**RAW RECORDS:**
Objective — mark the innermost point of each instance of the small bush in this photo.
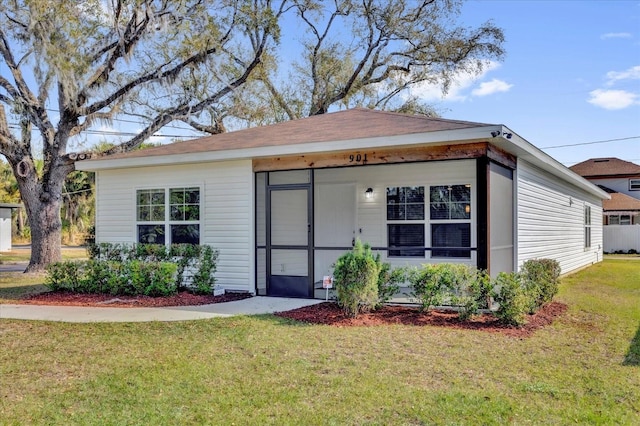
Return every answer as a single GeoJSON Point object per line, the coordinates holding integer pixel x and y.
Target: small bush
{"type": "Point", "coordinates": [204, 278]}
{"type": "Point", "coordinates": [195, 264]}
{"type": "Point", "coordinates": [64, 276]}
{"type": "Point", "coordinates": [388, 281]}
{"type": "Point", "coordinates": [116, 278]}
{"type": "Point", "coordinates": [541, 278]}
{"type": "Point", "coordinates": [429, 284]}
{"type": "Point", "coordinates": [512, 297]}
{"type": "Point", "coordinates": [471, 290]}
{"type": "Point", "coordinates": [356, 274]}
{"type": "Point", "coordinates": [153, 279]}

---

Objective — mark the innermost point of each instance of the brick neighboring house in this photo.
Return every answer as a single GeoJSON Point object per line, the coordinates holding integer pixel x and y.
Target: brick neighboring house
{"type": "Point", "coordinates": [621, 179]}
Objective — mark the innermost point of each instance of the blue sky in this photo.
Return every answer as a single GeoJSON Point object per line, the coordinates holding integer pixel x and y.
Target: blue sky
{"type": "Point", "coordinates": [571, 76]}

* * *

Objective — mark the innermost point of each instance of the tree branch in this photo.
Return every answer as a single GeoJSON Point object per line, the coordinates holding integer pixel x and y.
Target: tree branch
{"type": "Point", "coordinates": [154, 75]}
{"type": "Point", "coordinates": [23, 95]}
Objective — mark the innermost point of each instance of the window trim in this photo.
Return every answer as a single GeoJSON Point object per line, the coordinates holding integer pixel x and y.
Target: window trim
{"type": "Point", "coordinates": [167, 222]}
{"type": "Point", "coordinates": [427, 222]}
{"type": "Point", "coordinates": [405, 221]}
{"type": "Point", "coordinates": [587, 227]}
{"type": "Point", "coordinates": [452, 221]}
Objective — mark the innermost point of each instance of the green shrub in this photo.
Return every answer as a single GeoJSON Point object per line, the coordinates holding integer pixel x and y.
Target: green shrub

**DIRECTION:**
Retype the data from the line containing "shrub in this photo." down to the line containing "Target: green shrub", including both of those lines, and reproduce each line character for character.

**RESPONSE:**
Objective — mark the innermost point of each instance of the green shrub in this photo.
Return every answer as a single GeoJSON Point object per line, the coordinates holding integer pixel x and y.
Target: green shrub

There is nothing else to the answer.